__Labeled-object pointing entries__.
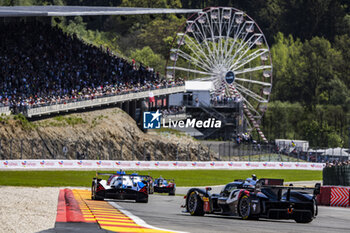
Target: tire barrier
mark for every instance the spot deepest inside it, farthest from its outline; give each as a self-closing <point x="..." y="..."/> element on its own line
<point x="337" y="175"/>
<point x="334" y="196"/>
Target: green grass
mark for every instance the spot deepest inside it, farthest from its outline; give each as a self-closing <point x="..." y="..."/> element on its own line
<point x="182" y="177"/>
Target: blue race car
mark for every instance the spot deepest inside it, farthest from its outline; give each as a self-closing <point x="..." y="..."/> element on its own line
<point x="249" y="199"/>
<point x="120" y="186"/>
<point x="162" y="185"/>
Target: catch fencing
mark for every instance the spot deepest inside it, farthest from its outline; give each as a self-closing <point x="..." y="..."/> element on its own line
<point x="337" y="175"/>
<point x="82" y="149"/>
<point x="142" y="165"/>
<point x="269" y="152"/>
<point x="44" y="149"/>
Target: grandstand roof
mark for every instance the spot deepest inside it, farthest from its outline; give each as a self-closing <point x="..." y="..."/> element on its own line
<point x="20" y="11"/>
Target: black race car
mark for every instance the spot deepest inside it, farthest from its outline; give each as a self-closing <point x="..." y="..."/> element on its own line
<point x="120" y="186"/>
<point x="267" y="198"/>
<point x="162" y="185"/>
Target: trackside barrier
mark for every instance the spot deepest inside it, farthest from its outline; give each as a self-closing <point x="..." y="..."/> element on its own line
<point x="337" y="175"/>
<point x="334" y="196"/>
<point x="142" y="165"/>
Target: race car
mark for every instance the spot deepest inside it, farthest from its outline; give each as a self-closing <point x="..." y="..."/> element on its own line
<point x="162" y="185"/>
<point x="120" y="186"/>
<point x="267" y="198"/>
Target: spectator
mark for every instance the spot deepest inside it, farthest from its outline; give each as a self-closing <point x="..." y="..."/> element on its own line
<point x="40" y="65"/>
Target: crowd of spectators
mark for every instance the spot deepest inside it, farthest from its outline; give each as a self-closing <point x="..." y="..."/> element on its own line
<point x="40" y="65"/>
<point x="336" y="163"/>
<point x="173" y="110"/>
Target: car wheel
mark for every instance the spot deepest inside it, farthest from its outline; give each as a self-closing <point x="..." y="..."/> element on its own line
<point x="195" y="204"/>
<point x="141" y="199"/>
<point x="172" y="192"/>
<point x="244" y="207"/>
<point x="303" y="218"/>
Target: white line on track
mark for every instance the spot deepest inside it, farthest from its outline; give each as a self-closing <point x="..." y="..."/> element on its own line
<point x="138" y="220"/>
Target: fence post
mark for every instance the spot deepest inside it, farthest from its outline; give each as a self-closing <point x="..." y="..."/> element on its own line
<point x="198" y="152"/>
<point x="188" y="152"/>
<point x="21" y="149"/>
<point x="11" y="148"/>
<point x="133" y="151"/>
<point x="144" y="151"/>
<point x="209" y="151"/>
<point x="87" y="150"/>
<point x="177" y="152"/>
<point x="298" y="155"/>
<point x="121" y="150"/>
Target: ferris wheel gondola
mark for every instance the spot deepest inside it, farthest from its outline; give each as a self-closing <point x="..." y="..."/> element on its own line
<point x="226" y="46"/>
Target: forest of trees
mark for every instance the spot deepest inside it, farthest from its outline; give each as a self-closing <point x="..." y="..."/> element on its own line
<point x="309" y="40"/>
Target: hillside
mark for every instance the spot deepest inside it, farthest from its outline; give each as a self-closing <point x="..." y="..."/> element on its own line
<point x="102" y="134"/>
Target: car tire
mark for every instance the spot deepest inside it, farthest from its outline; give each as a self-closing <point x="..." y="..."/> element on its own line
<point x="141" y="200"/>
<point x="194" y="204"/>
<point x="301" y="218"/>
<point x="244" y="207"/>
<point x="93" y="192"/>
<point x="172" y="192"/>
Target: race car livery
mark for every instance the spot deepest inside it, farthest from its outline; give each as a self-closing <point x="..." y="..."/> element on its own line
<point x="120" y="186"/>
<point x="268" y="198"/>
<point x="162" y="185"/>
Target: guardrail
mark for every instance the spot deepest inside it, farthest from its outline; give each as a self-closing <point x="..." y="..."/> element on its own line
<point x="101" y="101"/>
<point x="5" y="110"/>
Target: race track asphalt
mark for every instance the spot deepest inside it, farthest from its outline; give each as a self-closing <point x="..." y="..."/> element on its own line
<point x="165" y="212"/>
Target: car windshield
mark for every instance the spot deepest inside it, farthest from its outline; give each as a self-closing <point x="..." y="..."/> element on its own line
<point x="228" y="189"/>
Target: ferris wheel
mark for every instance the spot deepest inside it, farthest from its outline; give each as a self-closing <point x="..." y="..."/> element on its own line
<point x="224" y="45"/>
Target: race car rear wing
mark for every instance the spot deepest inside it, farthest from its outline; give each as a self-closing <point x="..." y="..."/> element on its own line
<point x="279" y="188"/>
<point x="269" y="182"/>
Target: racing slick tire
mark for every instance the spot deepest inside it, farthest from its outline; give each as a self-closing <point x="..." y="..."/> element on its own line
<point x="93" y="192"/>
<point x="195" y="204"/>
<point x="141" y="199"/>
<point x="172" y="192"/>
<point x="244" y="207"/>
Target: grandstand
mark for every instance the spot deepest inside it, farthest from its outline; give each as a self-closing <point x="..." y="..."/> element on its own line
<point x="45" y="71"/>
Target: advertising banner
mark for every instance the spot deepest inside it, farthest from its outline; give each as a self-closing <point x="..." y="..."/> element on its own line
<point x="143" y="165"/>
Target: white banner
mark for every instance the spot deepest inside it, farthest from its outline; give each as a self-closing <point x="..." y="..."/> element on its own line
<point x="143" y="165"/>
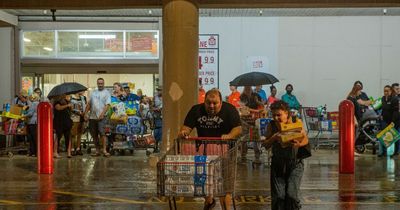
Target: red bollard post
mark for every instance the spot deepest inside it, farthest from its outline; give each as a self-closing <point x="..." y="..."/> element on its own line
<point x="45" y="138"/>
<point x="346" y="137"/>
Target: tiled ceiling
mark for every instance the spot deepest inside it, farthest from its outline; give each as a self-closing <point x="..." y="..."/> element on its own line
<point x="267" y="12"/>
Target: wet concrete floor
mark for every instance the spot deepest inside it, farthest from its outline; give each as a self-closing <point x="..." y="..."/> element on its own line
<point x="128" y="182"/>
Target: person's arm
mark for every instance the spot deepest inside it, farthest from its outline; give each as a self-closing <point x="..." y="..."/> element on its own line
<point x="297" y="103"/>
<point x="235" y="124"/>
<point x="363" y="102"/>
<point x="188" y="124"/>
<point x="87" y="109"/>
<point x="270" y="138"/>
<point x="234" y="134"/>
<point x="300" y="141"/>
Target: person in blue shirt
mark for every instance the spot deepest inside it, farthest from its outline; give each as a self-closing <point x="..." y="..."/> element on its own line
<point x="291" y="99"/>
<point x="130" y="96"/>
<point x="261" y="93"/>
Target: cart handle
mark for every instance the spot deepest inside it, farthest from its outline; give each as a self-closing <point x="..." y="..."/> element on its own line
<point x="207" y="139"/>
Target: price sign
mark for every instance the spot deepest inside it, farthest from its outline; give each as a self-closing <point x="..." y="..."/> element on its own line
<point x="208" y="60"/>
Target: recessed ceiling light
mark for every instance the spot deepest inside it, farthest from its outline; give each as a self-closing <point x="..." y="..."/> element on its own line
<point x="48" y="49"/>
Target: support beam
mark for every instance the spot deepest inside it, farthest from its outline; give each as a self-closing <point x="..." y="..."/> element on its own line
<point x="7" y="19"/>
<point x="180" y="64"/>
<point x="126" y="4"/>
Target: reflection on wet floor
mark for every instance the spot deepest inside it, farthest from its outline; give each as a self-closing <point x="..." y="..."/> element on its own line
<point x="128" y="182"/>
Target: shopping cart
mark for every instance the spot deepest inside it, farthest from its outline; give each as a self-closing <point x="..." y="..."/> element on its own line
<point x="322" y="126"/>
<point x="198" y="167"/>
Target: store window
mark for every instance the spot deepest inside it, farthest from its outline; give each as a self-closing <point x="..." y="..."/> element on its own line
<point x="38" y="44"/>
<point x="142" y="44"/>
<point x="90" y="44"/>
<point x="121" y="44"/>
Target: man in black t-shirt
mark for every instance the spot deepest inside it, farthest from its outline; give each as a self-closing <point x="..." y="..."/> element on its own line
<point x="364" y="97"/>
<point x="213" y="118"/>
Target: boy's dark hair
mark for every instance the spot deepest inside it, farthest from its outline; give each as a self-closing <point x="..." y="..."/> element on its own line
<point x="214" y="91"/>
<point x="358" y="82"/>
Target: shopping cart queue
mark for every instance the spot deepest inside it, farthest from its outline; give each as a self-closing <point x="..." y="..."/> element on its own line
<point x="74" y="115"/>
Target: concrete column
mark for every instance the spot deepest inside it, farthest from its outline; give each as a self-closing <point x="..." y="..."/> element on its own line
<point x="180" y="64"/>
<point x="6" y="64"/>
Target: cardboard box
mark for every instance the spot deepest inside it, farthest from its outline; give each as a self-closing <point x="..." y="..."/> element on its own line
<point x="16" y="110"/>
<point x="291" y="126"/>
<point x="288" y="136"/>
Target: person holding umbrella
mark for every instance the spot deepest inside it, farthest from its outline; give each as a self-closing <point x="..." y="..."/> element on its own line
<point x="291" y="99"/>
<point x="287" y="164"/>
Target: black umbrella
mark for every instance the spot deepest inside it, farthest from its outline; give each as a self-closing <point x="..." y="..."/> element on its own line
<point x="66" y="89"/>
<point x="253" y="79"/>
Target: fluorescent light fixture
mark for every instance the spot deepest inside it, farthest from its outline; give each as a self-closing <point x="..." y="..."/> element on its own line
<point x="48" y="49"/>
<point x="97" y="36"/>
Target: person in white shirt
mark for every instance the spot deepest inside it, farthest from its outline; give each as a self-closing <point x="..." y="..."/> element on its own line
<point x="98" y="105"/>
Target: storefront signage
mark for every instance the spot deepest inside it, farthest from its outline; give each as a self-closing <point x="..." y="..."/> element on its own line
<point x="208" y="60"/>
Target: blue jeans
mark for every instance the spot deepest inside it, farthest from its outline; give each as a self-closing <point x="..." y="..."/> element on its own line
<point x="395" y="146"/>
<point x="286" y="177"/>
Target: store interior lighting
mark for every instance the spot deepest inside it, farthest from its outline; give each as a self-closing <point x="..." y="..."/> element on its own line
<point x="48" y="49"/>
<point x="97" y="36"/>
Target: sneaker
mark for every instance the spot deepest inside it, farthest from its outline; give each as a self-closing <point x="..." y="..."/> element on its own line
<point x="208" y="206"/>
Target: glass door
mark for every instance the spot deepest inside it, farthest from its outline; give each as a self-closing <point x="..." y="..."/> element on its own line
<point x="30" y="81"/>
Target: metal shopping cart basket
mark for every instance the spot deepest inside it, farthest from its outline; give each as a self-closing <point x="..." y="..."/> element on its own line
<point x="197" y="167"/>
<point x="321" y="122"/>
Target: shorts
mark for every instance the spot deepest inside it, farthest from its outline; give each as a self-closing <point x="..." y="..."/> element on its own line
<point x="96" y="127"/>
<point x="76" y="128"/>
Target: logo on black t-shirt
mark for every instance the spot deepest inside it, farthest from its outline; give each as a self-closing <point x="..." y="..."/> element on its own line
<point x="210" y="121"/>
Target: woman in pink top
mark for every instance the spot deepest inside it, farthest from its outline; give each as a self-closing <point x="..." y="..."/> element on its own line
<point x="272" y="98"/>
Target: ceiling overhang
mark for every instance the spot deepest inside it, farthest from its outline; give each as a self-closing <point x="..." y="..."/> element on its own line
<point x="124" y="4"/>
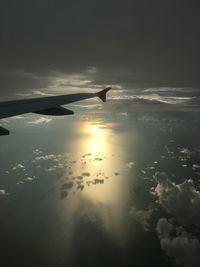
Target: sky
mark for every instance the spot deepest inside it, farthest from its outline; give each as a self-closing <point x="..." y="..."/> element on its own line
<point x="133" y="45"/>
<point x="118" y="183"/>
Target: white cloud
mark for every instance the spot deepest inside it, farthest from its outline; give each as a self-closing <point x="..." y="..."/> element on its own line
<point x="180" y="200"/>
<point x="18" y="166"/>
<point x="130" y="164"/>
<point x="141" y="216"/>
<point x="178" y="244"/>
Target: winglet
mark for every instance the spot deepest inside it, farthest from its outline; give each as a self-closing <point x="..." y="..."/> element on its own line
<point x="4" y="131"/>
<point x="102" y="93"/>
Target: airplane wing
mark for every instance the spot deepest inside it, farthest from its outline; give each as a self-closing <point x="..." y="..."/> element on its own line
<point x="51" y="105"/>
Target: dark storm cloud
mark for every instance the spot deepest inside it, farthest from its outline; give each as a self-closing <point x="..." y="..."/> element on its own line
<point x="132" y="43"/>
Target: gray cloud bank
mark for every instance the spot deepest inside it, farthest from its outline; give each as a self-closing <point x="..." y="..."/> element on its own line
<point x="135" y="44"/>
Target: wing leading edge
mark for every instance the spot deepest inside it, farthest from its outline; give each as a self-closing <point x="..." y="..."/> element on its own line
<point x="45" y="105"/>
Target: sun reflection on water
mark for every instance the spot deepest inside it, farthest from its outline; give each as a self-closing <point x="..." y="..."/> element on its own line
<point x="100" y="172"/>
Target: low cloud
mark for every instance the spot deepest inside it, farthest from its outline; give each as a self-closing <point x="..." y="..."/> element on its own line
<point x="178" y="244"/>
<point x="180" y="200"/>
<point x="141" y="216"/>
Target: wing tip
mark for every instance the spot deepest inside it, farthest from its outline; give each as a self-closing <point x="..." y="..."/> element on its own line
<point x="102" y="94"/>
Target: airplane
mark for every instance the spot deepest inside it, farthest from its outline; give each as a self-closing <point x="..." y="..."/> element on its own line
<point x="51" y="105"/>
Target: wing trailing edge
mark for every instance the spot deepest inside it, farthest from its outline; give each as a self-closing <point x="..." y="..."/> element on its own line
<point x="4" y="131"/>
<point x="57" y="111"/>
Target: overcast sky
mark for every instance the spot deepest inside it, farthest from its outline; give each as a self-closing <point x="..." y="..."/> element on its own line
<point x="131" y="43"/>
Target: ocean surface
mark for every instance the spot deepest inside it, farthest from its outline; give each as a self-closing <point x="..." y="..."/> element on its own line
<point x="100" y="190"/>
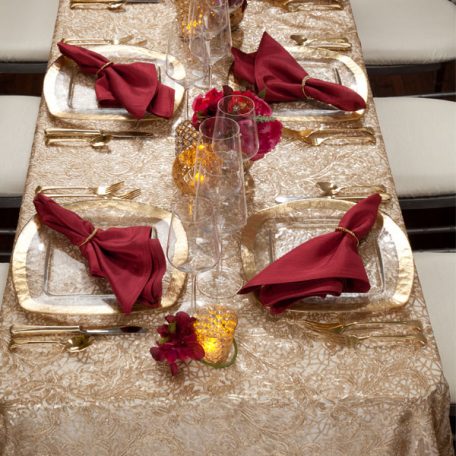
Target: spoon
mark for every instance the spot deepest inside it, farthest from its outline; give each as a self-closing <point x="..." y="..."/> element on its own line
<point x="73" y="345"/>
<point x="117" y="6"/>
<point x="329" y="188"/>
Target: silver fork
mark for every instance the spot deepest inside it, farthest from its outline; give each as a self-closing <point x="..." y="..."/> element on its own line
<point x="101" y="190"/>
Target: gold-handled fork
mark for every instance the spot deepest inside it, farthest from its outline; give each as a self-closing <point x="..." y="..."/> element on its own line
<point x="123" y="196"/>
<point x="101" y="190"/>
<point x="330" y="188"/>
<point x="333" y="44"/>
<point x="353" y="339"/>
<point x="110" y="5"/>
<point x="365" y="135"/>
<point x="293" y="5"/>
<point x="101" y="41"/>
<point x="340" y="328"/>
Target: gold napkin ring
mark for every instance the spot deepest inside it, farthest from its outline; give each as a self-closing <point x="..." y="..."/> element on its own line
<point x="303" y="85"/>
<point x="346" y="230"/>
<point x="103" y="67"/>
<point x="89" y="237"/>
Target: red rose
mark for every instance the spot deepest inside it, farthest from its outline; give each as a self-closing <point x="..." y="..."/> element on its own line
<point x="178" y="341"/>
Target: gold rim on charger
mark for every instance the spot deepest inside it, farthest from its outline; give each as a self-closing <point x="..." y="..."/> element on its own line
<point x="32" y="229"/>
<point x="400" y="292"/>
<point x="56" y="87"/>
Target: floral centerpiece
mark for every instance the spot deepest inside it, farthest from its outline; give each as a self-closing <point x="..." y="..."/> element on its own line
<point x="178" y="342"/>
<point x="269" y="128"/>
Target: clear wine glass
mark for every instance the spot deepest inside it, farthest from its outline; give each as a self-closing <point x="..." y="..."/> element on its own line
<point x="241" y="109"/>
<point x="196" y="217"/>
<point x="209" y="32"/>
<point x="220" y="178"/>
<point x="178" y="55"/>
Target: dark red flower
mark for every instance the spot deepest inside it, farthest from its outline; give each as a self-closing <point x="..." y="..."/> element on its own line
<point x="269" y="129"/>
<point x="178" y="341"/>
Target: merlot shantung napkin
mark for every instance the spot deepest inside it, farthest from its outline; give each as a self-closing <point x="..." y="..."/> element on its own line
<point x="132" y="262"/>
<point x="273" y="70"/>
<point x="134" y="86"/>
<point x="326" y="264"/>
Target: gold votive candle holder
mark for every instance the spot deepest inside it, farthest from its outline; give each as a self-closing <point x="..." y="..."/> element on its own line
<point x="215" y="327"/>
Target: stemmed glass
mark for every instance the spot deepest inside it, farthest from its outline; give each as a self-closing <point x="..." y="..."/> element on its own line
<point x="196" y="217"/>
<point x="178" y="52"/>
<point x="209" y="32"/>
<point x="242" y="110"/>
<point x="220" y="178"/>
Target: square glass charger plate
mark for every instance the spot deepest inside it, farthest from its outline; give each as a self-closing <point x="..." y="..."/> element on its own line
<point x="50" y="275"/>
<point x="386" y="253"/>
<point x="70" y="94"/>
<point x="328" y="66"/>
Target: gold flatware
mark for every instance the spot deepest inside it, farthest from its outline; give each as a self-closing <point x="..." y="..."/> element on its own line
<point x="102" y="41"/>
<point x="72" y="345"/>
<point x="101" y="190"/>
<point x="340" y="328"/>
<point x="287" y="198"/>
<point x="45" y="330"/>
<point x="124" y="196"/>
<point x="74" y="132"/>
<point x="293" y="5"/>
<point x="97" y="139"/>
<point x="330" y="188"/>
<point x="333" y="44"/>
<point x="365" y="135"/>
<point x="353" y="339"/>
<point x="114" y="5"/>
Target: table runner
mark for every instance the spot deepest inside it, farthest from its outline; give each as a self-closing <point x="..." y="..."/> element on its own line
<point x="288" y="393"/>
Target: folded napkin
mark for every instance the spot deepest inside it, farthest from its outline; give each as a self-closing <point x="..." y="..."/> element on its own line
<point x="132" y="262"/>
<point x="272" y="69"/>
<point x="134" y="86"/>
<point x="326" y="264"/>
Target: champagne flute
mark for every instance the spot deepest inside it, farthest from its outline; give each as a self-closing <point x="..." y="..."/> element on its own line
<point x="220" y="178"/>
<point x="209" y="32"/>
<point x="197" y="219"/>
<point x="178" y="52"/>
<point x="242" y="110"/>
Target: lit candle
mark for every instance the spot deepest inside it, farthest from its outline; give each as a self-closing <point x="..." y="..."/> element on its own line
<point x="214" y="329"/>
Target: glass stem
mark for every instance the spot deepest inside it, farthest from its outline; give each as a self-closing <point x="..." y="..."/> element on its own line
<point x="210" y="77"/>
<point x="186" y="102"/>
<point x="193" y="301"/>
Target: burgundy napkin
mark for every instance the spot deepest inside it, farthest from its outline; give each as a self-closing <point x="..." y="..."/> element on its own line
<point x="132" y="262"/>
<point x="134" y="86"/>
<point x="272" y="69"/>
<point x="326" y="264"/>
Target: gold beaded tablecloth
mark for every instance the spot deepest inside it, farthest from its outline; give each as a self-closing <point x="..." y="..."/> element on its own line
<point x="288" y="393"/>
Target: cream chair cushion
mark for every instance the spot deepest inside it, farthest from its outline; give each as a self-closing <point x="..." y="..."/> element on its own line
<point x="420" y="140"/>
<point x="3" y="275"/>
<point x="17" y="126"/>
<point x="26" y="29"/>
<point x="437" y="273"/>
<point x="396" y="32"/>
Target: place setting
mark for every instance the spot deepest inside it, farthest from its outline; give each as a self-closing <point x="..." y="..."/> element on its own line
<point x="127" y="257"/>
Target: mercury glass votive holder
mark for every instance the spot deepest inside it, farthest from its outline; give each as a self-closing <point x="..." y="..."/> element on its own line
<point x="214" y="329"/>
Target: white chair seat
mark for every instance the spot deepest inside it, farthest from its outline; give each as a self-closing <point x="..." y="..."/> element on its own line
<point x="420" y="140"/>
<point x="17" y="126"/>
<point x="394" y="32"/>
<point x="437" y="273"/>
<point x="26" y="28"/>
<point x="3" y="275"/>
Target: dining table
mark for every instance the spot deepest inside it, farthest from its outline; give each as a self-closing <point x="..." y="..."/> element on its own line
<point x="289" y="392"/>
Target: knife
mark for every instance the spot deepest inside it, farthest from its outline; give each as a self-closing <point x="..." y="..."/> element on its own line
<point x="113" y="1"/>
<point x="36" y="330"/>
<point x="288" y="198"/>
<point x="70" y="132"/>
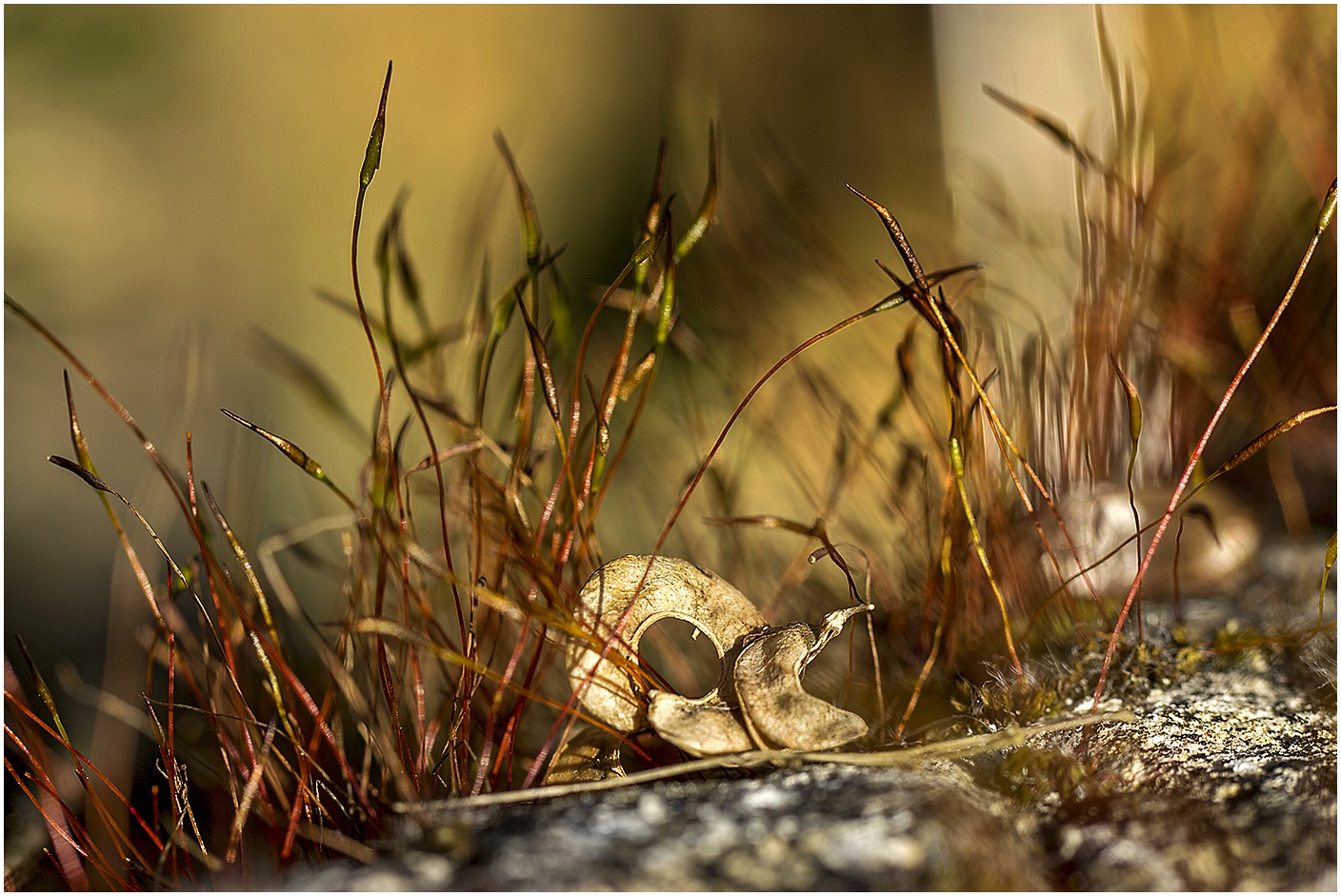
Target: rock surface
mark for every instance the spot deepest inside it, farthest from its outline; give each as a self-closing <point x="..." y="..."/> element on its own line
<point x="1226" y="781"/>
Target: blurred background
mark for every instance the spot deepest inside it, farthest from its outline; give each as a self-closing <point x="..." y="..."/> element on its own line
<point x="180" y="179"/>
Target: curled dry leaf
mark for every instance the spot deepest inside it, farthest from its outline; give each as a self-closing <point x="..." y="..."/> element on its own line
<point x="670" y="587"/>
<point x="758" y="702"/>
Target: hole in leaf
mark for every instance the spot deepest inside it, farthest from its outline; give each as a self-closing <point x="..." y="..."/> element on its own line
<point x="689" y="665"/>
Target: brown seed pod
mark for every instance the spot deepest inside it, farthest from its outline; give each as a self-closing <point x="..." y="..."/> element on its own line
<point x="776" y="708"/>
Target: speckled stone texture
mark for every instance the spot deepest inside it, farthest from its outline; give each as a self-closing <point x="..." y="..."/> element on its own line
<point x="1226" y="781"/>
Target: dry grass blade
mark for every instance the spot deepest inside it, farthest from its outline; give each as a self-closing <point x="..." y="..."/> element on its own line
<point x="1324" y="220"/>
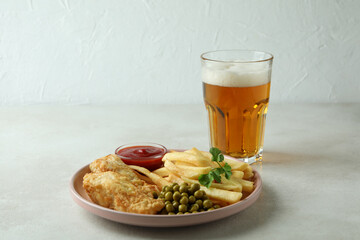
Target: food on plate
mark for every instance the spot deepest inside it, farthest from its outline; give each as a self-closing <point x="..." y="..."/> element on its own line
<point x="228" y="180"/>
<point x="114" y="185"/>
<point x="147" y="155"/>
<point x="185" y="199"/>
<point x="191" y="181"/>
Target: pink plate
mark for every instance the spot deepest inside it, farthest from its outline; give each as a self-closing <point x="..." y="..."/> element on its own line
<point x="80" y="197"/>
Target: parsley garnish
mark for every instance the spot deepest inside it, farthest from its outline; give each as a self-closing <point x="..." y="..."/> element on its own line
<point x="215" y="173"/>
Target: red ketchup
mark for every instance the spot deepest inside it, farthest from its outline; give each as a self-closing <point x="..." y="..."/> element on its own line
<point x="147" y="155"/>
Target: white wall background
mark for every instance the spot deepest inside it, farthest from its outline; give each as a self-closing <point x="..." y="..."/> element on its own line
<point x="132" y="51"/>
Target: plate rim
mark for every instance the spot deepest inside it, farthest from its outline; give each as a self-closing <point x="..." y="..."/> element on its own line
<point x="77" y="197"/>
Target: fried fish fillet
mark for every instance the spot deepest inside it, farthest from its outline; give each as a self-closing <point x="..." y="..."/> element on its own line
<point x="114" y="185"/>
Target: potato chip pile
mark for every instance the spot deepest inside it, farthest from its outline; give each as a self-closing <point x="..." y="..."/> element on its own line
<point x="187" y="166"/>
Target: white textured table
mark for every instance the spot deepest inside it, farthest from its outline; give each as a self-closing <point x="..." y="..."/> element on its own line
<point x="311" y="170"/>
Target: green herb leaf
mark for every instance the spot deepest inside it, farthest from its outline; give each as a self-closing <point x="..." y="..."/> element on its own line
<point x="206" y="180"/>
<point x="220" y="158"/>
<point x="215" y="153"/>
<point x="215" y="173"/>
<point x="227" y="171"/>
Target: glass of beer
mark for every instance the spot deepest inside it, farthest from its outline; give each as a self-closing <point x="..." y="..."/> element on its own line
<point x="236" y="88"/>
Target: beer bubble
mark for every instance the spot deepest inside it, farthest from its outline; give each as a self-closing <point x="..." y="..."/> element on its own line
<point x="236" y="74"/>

__WHAT YOU ARE ASKED TO DO__.
Begin with the line that contains "Target: potato chip pile" and end with the last line of the records; set down every line in that span exactly, and nothing else.

__SOLUTION FOR THIS PROBLEM__.
Target: potato chip pile
mark for every instance the spot deepest inside it, farthest from its outline; give each as a self-closing <point x="..." y="..."/> element on its own line
<point x="187" y="166"/>
Target: white textured table
mark for every instance the spot deepest inside it, farthest from its outline; give each as a self-closing <point x="..." y="..."/> element on its own line
<point x="311" y="170"/>
Target: green herb leaf
mark for every instance the spot deepest inside it, farthest from its outline; give each as a self-closing <point x="..." y="..."/> element on its own line
<point x="206" y="180"/>
<point x="220" y="158"/>
<point x="215" y="153"/>
<point x="215" y="173"/>
<point x="227" y="171"/>
Target: glass of beer
mark for every instance the spot deepest inside it, farthest from its outline; give each as a self-closing <point x="..." y="..."/> element on its own line
<point x="236" y="88"/>
Target: beer bubble
mark for every instance the spot deepest inside it, farthest from its outline; give each as a self-closing <point x="..." y="..."/> element on its own line
<point x="236" y="74"/>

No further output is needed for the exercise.